### TO DO
Only the number is wanted: how many lines in the data contain "ridged"?

(Region pointing data)
━━━━━━━━━━

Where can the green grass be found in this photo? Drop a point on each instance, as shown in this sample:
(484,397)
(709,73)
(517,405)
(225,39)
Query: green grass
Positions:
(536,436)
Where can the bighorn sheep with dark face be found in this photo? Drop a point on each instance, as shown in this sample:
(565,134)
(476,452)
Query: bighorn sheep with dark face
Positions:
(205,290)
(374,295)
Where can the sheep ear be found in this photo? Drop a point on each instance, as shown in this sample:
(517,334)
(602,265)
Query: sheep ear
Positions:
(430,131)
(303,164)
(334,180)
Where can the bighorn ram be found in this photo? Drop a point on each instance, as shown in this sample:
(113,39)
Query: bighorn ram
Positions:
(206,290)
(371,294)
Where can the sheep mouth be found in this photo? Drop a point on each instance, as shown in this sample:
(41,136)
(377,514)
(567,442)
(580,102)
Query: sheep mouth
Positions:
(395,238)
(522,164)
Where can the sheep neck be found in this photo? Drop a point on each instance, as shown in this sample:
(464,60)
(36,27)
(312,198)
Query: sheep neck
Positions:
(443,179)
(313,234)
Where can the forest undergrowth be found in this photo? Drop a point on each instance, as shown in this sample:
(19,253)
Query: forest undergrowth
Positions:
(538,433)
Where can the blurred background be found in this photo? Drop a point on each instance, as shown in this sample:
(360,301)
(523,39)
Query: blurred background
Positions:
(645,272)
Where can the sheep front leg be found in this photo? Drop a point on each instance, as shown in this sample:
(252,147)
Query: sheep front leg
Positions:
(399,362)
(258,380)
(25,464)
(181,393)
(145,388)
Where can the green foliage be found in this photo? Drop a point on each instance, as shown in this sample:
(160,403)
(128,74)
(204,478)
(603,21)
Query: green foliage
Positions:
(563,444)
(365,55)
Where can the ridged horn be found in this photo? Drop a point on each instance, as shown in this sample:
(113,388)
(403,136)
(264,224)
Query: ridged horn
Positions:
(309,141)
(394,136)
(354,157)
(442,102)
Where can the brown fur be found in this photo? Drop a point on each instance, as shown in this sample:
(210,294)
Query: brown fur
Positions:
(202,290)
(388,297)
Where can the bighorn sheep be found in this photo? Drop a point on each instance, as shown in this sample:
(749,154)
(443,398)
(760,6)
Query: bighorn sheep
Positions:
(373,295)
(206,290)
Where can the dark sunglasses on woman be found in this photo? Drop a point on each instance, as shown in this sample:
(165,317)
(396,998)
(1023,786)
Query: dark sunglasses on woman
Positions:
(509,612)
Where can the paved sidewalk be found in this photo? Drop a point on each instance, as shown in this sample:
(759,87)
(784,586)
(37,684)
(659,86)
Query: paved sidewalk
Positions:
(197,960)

━━━━━━━━━━

### TASK RESPONSE
2